WHAT IS NEEDED »
Only lines that contain the word "first" are to be returned from the data below.

DATA SECTION »

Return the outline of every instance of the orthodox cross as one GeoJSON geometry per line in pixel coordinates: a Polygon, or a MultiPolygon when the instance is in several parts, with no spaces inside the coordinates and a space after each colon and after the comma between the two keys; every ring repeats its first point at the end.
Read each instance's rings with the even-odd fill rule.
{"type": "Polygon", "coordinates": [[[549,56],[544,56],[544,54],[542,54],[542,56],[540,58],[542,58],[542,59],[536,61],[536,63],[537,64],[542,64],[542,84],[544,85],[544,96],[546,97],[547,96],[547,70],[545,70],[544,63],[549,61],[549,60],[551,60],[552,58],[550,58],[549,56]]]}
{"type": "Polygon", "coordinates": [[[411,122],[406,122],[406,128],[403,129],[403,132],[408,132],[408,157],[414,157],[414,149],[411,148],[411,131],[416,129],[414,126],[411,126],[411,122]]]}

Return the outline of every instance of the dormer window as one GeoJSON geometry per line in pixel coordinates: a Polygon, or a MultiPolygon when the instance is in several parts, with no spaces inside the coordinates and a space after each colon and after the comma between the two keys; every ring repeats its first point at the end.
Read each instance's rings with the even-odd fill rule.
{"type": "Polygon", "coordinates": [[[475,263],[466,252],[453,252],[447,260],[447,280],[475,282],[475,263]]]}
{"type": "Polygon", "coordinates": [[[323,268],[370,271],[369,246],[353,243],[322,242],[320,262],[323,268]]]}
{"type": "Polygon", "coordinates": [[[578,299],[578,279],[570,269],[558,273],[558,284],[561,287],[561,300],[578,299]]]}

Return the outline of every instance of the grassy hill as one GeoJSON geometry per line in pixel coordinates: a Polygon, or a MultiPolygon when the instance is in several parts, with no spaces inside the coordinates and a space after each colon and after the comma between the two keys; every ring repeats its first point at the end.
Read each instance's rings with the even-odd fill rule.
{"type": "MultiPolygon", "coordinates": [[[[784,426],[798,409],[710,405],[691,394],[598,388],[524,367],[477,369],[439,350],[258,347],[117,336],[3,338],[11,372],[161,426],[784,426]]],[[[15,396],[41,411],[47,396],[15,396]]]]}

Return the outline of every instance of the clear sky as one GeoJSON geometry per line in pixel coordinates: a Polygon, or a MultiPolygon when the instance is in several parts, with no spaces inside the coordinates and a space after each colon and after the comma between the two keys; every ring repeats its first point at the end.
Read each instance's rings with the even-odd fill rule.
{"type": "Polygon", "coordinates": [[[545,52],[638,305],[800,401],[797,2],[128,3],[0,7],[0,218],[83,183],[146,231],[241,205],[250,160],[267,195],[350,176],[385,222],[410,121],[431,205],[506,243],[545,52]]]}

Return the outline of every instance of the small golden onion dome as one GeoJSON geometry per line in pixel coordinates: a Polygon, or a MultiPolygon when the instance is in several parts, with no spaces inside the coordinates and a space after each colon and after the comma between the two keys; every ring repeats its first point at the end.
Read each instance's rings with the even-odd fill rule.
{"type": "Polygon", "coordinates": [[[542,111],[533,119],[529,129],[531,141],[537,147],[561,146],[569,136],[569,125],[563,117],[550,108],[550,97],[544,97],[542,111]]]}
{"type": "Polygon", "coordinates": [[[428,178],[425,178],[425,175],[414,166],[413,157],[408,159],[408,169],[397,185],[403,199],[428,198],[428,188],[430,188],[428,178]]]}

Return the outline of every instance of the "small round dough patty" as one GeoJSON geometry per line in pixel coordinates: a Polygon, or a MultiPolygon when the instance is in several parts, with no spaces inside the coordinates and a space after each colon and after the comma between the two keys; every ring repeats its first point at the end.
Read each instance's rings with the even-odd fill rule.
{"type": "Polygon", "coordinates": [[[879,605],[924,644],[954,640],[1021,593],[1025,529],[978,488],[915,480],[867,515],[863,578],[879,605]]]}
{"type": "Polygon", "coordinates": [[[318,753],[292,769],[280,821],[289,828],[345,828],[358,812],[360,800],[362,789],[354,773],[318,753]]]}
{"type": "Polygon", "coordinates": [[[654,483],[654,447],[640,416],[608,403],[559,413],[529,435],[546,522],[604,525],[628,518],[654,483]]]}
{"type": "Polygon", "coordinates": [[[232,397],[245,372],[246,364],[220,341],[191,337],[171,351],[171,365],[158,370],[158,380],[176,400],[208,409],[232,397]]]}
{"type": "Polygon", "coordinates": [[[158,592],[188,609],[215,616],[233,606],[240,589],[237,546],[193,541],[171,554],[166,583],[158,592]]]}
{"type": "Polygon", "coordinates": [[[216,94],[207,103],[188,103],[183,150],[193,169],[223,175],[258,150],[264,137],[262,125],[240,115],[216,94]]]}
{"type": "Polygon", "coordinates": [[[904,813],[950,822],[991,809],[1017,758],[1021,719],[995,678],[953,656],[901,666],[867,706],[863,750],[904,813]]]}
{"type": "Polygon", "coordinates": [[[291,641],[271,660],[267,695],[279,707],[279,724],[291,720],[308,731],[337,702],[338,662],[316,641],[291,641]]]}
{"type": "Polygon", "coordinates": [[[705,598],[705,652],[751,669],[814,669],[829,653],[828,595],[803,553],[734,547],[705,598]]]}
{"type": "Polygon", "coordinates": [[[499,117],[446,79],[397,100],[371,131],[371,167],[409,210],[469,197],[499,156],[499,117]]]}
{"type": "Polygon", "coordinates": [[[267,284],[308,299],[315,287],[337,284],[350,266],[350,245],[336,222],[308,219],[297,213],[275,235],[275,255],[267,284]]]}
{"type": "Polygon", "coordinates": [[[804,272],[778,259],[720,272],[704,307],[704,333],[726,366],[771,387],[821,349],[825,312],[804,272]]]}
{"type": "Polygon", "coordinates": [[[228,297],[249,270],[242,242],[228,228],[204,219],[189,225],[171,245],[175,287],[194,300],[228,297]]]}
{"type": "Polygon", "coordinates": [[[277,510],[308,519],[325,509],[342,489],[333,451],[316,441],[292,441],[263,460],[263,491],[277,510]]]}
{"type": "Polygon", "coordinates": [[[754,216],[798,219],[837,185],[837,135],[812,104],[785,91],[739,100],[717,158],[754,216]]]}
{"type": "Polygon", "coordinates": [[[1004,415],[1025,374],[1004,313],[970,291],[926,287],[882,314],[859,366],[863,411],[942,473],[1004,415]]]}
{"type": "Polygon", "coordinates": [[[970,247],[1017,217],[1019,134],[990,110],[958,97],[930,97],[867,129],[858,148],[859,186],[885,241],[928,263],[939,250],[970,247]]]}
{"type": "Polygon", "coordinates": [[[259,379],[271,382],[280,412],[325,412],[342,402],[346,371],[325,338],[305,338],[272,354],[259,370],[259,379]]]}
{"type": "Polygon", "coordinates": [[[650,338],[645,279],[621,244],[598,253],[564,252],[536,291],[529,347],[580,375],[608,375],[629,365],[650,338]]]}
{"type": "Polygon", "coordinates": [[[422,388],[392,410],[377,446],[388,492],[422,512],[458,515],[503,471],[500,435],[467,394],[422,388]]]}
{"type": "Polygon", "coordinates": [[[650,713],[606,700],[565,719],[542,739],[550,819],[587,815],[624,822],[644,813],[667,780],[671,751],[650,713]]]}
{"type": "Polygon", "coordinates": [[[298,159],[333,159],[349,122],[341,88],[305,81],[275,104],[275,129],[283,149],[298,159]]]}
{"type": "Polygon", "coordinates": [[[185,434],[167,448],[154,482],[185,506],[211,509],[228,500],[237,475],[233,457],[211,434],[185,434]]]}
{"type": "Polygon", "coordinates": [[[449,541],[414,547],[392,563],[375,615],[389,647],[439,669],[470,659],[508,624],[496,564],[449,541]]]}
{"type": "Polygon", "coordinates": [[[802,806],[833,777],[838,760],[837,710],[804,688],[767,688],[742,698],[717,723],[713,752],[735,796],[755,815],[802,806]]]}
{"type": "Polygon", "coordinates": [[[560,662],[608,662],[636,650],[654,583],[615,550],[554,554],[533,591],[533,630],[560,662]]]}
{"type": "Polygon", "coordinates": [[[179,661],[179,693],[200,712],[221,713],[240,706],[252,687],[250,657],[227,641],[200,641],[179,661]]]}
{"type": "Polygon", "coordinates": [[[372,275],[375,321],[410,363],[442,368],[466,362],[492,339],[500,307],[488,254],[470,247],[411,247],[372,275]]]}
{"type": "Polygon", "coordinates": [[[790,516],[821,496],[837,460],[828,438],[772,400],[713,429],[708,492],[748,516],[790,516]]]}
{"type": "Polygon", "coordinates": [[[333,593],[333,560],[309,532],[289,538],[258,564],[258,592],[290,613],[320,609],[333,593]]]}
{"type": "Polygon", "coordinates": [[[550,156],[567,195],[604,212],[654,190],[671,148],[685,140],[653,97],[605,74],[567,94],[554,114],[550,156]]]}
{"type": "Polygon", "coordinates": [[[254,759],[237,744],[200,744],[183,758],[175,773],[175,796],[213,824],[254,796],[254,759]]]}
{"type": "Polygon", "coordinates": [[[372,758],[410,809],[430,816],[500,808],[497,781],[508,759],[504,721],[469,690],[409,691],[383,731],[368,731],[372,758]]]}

OUTPUT OF THE TASK »
Return the outline of every instance of the orthodox cross as one GeoJSON geometry per line in pixel coordinates: a Polygon, or a MultiPolygon when the instance is in several parts, with no spaces inside the coordinates and a space after each colon and after the comma between the two keys; every ring repeats its first point at the end.
Return the outline of every instance of the dormer window as one GeoJSON geometry per line in pixel coordinates: a Polygon, or a MultiPolygon when the instance is in several parts, with no spaces inside the coordinates and a space after each colon and after the comma between the two keys; every ring repeats its first point at the end.
Return the outline of every instance of the grassy hill as one GeoJSON geometry per line in pixel coordinates: a Polygon, or a MultiPolygon when the instance is in several parts, with no spaces inside the coordinates and a space after each colon and after the comma between the two keys; every ring repeats its first point at the end.
Return the outline of every instance of the clear sky as one GeoJSON geometry per line in pixel coordinates: a Polygon, or a MultiPolygon when the instance is in several parts, with no spaces inside the coordinates and a space after each colon and after the comma between the two keys; every ring repeats its first point at the end.
Return the outline of every instance of the small golden onion dome as one GeoJSON geometry per line in pixel coordinates: a Polygon, or a MultiPolygon when the instance is in several parts, with no spaces inside the coordinates and a space after each colon and after the comma between the two keys; every ring repeats its first point at the end.
Return the outline of every instance of the "small round dough patty" as one GeoJSON geometry per line in pixel coordinates: a Polygon, or a MultiPolygon when the instance is in several parts, with no spaces inside the coordinates and a space after each colon and after the comma between the two keys; every ring repeats its first point at the end.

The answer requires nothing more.